··· Dataset content ···

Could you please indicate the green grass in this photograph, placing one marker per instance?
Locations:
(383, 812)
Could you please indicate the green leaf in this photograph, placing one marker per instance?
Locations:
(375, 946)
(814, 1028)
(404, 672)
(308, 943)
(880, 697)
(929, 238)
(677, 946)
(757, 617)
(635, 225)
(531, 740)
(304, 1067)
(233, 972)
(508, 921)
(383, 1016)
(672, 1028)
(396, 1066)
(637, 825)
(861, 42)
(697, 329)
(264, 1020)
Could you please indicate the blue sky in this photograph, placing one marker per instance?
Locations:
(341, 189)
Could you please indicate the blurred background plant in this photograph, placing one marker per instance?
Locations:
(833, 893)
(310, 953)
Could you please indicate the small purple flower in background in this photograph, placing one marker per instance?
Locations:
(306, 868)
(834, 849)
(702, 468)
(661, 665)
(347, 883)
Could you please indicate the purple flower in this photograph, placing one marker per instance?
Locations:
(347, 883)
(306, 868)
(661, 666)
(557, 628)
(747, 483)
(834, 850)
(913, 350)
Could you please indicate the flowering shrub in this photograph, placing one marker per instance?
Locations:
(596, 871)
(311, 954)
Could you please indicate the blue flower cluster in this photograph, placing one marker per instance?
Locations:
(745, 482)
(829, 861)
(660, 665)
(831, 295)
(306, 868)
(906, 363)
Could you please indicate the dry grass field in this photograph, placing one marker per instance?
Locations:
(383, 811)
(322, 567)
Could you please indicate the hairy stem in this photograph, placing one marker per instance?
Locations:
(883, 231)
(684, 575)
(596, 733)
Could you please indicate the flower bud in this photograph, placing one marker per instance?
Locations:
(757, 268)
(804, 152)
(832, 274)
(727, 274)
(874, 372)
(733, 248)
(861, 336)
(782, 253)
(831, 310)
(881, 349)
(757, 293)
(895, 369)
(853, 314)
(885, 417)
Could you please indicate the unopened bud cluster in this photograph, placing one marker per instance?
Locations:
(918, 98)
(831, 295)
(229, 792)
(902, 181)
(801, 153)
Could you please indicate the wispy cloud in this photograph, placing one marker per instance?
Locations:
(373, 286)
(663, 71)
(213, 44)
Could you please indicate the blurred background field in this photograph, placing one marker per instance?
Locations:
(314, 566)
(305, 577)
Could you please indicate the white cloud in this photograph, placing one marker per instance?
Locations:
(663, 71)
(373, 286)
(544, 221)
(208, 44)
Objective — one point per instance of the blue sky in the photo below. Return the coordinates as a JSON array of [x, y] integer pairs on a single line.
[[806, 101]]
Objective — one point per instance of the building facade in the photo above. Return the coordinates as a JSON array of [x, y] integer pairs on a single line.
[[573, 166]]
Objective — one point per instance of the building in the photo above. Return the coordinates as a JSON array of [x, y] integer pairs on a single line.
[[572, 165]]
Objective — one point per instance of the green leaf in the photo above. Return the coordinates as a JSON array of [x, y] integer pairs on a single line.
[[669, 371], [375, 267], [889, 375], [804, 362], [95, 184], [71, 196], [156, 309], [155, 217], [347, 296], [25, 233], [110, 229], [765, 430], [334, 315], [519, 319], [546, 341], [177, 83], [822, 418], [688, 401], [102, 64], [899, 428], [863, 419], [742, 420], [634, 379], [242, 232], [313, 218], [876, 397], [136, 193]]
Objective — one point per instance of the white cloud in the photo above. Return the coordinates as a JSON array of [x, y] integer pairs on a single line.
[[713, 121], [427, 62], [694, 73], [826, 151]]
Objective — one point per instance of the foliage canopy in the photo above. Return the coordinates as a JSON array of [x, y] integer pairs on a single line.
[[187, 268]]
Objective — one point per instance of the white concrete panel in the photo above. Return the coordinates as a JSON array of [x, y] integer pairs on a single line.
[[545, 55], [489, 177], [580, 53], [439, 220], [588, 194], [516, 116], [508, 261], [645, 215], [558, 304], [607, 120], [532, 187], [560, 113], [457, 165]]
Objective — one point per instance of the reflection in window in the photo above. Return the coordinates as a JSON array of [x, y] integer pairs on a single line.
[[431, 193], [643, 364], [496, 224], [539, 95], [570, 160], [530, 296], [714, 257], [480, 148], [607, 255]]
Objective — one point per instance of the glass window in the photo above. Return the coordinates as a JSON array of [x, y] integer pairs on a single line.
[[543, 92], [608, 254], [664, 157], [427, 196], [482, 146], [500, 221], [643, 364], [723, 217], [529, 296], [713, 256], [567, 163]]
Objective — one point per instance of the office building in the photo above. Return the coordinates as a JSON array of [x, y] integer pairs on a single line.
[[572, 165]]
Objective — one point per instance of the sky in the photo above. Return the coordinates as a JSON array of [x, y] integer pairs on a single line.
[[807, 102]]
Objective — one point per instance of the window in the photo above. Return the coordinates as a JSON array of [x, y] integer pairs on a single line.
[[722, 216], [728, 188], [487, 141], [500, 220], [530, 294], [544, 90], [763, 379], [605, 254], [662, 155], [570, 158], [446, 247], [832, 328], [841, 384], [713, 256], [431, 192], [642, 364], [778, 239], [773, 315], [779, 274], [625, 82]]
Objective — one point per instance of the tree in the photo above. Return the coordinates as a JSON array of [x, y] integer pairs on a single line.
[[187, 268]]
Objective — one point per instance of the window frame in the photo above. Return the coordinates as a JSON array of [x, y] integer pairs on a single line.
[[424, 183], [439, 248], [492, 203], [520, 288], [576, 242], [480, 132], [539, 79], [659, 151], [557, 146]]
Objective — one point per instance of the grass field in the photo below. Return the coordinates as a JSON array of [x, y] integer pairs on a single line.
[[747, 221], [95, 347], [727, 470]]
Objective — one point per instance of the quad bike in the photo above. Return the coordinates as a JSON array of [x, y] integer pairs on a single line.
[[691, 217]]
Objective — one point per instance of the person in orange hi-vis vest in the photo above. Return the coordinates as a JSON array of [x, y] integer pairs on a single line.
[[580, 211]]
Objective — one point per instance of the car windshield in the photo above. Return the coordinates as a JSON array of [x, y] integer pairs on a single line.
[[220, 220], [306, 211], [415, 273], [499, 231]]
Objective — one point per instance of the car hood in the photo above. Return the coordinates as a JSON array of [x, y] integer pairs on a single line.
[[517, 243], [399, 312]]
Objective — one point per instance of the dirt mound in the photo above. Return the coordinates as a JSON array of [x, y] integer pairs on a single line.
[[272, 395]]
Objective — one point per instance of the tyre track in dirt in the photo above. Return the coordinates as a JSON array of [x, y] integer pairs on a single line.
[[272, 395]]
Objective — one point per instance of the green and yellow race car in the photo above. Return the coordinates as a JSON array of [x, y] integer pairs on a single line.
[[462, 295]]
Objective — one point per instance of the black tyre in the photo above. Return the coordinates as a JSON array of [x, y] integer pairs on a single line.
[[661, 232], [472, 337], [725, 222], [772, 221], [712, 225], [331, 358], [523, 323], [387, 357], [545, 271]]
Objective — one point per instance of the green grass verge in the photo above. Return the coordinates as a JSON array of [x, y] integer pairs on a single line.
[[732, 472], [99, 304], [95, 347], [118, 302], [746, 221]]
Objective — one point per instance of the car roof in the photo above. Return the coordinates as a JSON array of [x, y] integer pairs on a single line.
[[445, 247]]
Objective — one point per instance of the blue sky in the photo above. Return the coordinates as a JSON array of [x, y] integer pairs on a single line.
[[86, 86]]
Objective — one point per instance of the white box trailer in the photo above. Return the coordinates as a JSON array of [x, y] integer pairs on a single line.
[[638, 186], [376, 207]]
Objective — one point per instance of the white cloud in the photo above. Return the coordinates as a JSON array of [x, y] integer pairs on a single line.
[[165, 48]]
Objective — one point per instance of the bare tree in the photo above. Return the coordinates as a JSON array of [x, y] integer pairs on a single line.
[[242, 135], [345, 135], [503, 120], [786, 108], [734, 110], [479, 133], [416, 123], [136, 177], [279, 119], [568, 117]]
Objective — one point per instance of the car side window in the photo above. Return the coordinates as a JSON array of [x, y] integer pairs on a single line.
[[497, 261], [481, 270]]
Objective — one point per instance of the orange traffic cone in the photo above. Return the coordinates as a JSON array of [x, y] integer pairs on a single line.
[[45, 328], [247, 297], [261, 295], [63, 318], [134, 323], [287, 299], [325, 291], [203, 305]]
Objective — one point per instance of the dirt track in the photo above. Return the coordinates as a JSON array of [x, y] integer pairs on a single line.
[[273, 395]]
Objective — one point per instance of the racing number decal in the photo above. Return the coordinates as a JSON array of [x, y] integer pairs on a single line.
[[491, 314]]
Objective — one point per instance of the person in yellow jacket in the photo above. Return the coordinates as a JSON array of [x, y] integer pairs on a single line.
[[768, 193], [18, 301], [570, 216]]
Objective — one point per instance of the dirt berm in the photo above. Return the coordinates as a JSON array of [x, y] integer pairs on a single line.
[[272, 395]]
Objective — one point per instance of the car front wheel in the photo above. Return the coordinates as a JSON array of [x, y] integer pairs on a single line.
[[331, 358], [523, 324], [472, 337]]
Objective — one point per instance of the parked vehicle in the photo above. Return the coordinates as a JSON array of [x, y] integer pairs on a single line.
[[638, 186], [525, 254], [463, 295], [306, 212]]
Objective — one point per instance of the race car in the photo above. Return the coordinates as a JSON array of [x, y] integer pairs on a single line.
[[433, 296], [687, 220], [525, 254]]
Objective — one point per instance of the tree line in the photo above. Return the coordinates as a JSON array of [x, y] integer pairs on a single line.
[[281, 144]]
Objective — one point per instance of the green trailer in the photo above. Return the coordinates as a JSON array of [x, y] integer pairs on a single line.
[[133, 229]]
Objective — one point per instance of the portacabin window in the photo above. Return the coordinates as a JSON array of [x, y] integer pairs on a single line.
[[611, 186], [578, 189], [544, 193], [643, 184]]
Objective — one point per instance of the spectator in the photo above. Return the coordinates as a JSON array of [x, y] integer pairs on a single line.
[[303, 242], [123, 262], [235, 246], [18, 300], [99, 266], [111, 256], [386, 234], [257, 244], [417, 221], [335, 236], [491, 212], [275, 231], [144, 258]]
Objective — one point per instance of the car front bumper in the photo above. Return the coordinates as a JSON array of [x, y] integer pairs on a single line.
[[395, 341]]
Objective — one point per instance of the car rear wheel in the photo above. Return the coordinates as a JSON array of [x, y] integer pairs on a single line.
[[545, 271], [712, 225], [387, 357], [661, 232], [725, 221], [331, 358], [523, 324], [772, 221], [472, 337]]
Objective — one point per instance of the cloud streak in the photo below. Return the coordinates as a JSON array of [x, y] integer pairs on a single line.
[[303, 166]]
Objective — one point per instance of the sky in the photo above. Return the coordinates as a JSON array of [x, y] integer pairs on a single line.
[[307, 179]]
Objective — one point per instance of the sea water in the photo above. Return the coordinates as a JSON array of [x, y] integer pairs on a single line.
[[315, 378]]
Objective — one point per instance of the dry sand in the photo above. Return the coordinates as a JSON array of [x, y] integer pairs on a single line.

···

• Work to do:
Find the line with "Objective — one point per instance of the spectator" in the listing above, then write out that line and each remaining line exactly, with no other text.

• Response below:
Objective — one point per instance of the spectator in the photo above. Return the coordinates as a JSON array of [x, y] integer pairs on a single line.
[[303, 242], [123, 262], [235, 246], [18, 300], [99, 266], [111, 256], [386, 234], [257, 244], [417, 221], [335, 236], [491, 212], [275, 231], [144, 258]]
Objective — one point per instance of the car front bumper in the photo above. Return the coordinates as a JSON array of [x, y] integer pairs on a single line.
[[395, 341]]
Objective — one point per instance of the car rear wheel in the photo above. Return the coordinates as a JSON array of [x, y] integer pairs on a single line.
[[545, 271], [712, 225], [387, 357], [661, 232], [725, 221], [331, 358], [523, 324], [772, 221], [472, 337]]
Objective — one point per instance of the cloud streak in the photo below. Return the coordinates as a JSON array of [x, y] integer pairs on a single line.
[[303, 166]]
Objective — one point per instance of the sky in the photo above. Return the coordinates as a JSON array of [x, y] integer pairs on a single line.
[[307, 179]]
Objective — one point per instance of the sea water in the photo above. Return the coordinates as a JSON array of [x, y] integer pairs on a single line.
[[315, 378]]
Objective — one point per instance of the dry sand in the photo above. Return the coordinates as a JSON array of [x, y] integer pairs on a single line.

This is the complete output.